====== SUPPLIED PASSAGE ======

Relay Monitoring
Relay monitoring tracks the health and performance of any Nostr relay. numbrs connects to each relay on a 5-minute schedule and measures what actually matters — connection speed, event response time, and uptime over time.
Adding a relay
Section titled “Adding a relay”- Click Relay Monitoring in the sidebar
- Click Add Relay
- Paste the WebSocket URL — e.g.
wss://relay.example.com - Optionally give it a friendly name
- Click Save
numbrs starts polling immediately. You’ll see the first data point within a minute.
What gets measured
Section titled “What gets measured”Every check runs three measurements:
Connect latency — Time in milliseconds to complete the WebSocket handshake. This measures pure network and server overhead. High connect latency usually means server load or network routing issues.
Event latency — Time in milliseconds from sending a request to receiving the first EVENT response back. This is the number that matters most for client performance — it’s what users actually feel when they load their feed.
Uptime — Percentage of checks where the relay was reachable and responding correctly. Calculated over rolling 24-hour, 7-day, and 30-day windows.

====== DATA SUPPLIED ======

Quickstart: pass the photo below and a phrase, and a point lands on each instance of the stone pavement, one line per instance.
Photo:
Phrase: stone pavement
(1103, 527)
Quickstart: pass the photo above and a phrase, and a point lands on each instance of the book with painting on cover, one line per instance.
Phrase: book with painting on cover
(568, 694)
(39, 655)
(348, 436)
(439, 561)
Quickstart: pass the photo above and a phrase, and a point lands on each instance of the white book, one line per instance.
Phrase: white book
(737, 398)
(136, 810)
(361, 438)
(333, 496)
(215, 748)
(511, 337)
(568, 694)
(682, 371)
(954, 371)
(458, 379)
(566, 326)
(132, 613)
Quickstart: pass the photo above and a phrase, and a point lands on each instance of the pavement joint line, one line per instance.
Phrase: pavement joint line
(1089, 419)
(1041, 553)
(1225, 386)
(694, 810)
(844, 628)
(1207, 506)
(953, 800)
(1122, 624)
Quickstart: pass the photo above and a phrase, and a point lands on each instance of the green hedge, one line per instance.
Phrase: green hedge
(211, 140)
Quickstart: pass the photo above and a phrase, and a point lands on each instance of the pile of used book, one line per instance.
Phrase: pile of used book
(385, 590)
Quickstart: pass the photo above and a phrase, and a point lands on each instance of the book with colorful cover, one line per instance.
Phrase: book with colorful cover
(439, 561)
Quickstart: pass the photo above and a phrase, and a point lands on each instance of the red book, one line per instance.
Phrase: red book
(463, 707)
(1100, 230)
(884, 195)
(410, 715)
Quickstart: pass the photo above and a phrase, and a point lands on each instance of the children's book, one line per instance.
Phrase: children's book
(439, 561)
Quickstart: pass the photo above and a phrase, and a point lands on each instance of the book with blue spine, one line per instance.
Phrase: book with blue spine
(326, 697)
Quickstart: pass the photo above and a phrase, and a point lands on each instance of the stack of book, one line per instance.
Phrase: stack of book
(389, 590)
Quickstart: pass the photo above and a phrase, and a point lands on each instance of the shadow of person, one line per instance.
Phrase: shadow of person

======

THE REQUEST = Copy out everything in the relay monitoring guide from "wss://relay.example.com - Optionally" down to "load their feed.", changing "milliseconds" to "ms" wherever it occurs.

CORRECT RESULT =
wss://relay.example.com - Optionally give it a friendly name
- Click Save
numbrs starts polling immediately. You’ll see the first data point within a minute.
What gets measured
Section titled “What gets measured”Every check runs three measurements:
Connect latency — Time in ms to complete the WebSocket handshake. This measures pure network and server overhead. High connect latency usually means server load or network routing issues.
Event latency — Time in ms from sending a request to receiving the first EVENT response back. This is the number that matters most for client performance — it’s what users actually feel when they load their feed.